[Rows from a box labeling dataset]
============================================================
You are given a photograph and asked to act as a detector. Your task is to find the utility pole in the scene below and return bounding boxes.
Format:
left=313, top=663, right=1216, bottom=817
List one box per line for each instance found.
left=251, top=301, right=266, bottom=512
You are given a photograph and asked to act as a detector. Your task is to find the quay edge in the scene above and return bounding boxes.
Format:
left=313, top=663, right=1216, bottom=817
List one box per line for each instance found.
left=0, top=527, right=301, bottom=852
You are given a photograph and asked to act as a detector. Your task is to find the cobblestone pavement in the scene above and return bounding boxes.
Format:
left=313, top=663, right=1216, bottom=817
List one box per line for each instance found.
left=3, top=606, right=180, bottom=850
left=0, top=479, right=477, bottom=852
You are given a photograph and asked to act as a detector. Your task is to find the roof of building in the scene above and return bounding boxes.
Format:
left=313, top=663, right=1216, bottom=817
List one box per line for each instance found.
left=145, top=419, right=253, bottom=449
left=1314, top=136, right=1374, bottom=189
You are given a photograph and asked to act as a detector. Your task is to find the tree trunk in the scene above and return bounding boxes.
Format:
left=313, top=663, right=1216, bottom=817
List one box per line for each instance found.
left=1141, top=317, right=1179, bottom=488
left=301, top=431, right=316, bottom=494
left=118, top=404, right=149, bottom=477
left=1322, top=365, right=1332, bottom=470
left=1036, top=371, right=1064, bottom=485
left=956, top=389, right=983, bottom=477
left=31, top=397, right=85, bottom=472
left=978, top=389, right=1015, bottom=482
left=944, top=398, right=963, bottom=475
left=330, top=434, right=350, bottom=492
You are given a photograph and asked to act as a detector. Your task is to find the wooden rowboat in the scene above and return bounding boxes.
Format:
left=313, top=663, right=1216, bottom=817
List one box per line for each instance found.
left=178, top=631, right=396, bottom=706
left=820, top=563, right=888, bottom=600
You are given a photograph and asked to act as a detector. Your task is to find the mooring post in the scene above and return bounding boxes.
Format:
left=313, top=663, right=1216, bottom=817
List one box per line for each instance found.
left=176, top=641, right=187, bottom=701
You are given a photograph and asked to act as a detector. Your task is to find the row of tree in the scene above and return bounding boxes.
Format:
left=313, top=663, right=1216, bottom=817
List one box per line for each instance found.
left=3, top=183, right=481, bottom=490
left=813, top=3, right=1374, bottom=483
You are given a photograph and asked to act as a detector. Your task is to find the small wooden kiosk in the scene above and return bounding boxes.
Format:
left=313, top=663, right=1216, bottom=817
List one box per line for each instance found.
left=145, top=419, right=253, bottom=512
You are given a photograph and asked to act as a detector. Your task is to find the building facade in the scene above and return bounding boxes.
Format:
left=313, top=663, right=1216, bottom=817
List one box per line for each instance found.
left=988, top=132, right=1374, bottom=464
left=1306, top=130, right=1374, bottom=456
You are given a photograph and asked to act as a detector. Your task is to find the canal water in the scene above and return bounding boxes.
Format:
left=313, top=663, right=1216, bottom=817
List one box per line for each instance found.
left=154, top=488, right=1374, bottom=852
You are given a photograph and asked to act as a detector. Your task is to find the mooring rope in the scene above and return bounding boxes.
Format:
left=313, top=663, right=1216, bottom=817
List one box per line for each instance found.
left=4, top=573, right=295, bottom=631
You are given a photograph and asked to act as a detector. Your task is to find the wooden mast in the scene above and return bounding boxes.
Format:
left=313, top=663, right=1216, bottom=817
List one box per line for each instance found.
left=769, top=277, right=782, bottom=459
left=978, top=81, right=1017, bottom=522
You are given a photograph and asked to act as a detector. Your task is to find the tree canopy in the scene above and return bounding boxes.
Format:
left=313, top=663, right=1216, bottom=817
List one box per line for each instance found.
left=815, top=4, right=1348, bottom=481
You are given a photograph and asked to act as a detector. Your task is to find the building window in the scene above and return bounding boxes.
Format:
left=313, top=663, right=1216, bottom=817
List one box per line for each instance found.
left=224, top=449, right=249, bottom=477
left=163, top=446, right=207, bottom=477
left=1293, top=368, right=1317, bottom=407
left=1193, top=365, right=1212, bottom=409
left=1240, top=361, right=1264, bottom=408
============================================================
[Task description] Turn every line of the listing above into a Markdown table with two columns, Row and Line. Number the rows in order and leave out any blank lines.

[Answer for this exercise]
| Row | Line |
|---|---|
| 1 | You are given a photograph and asked to act as a detector. Your task is to find the utility pole in the scene below and return bounding boxes. |
| 2 | Format: |
| 3 | left=313, top=663, right=1216, bottom=817 |
| 4 | List one box per line for each instance found. |
| 5 | left=251, top=301, right=266, bottom=512 |
| 6 | You are given a photograph and asked to act as a detector. Your task is to find the quay edge in the scene above and return bounding boxes. |
| 7 | Format: |
| 8 | left=313, top=663, right=1216, bottom=817 |
| 9 | List one box per line for each instance found. |
| 10 | left=0, top=527, right=301, bottom=852 |
| 11 | You are given a photograph and asked to act as a detector. Your task is to find the cobblestone pavement in the scene above and return bounding boxes. |
| 12 | Format: |
| 13 | left=313, top=663, right=1216, bottom=817 |
| 14 | List one box per line for each instance found. |
| 15 | left=3, top=606, right=180, bottom=850 |
| 16 | left=0, top=479, right=477, bottom=852 |
| 17 | You are given a photograph and asked to act as a detector. Your task is to find the roof of building in the scene above and return bounding boxes. |
| 18 | Format: |
| 19 | left=313, top=663, right=1216, bottom=817 |
| 20 | List one box per line for each instance found. |
| 21 | left=145, top=419, right=253, bottom=449 |
| 22 | left=1314, top=136, right=1374, bottom=189 |
| 23 | You are given a photograph and asked to act as a detector. Your task is to find the tree trunk in the scene above and return bounding boxes. |
| 24 | Format: |
| 25 | left=313, top=663, right=1216, bottom=817 |
| 26 | List one box per line for each instance found. |
| 27 | left=1141, top=317, right=1179, bottom=488 |
| 28 | left=301, top=431, right=316, bottom=494 |
| 29 | left=118, top=404, right=149, bottom=477 |
| 30 | left=1322, top=365, right=1332, bottom=470 |
| 31 | left=1036, top=371, right=1064, bottom=485 |
| 32 | left=956, top=389, right=983, bottom=477 |
| 33 | left=31, top=397, right=85, bottom=472 |
| 34 | left=978, top=389, right=1015, bottom=482 |
| 35 | left=944, top=398, right=963, bottom=475 |
| 36 | left=330, top=434, right=350, bottom=492 |
| 37 | You are given a photograph and asked to act as a detector. Your task is to find the wooden rowboat in the scene above and return bounding boxes. |
| 38 | Format: |
| 39 | left=313, top=663, right=1216, bottom=817 |
| 40 | List one box per line for each instance found. |
| 41 | left=178, top=631, right=396, bottom=706 |
| 42 | left=820, top=563, right=888, bottom=600 |
| 43 | You are given a photograph and asked to act as a detector. Your task is to find the mooring post in the scene above and return bounding boxes. |
| 44 | Format: |
| 45 | left=313, top=663, right=1216, bottom=817 |
| 46 | List one box per line for each instance found. |
| 47 | left=176, top=641, right=187, bottom=701 |
| 48 | You are given a photograph and asked to act as a detector. Your task is to find the row of tree in the scene above and return bounding boxes. |
| 49 | Format: |
| 50 | left=313, top=663, right=1216, bottom=817 |
| 51 | List one box per line for each instance found. |
| 52 | left=3, top=183, right=481, bottom=490 |
| 53 | left=813, top=3, right=1374, bottom=483 |
| 54 | You are given a photograph and asked to act as a detector. Your task is to find the small wooden kiosk in the scene above and return bounding boxes. |
| 55 | Format: |
| 56 | left=313, top=663, right=1216, bottom=817 |
| 57 | List one box per line for each instance found. |
| 58 | left=145, top=419, right=253, bottom=512 |
| 59 | You are given a photograph and asked to act as a detector. Your task is to find the building facade in the scene above and return bounding boxes. |
| 60 | Format: |
| 61 | left=313, top=663, right=1216, bottom=817 |
| 62 | List one box per line for each instance found. |
| 63 | left=988, top=132, right=1374, bottom=464 |
| 64 | left=1306, top=130, right=1374, bottom=456 |
| 65 | You are given a photograph and asked to act as a detector. Your task is to find the canal water in the scene above and return bounding boxes. |
| 66 | Format: |
| 67 | left=313, top=663, right=1216, bottom=817 |
| 68 | List one box per line for each instance found. |
| 69 | left=154, top=488, right=1374, bottom=852 |
| 70 | You are given a photograph and asked to act as a detector. Your task is to find the mooring rope in the scene above and return bounding boxes. |
| 71 | Format: |
| 72 | left=313, top=663, right=1216, bottom=817 |
| 73 | List one box per line for each instance found. |
| 74 | left=4, top=573, right=295, bottom=631 |
| 75 | You are given a photograph and asked to act as a detector. Your task is to find the wooden mast in the scene above and return bounding boxes. |
| 76 | Format: |
| 77 | left=313, top=663, right=1216, bottom=817 |
| 78 | List one box per line for each instance found. |
| 79 | left=769, top=277, right=782, bottom=459 |
| 80 | left=978, top=81, right=1017, bottom=522 |
| 81 | You are given a photograph and asked to act as a detector. Your task is to find the tree canopy in the scene above and return bounding boxes. |
| 82 | Format: |
| 83 | left=313, top=663, right=1216, bottom=817 |
| 84 | List one box per line for each instance found. |
| 85 | left=815, top=4, right=1348, bottom=481 |
| 86 | You are given a photograph and asked to act as a detector. Your task is to find the building window in the scene above and return bounding boxes. |
| 87 | Format: |
| 88 | left=313, top=663, right=1216, bottom=817 |
| 89 | List one box per line for each instance found. |
| 90 | left=224, top=449, right=249, bottom=477 |
| 91 | left=163, top=446, right=207, bottom=477 |
| 92 | left=1293, top=368, right=1317, bottom=407 |
| 93 | left=1193, top=365, right=1212, bottom=409 |
| 94 | left=1240, top=361, right=1264, bottom=408 |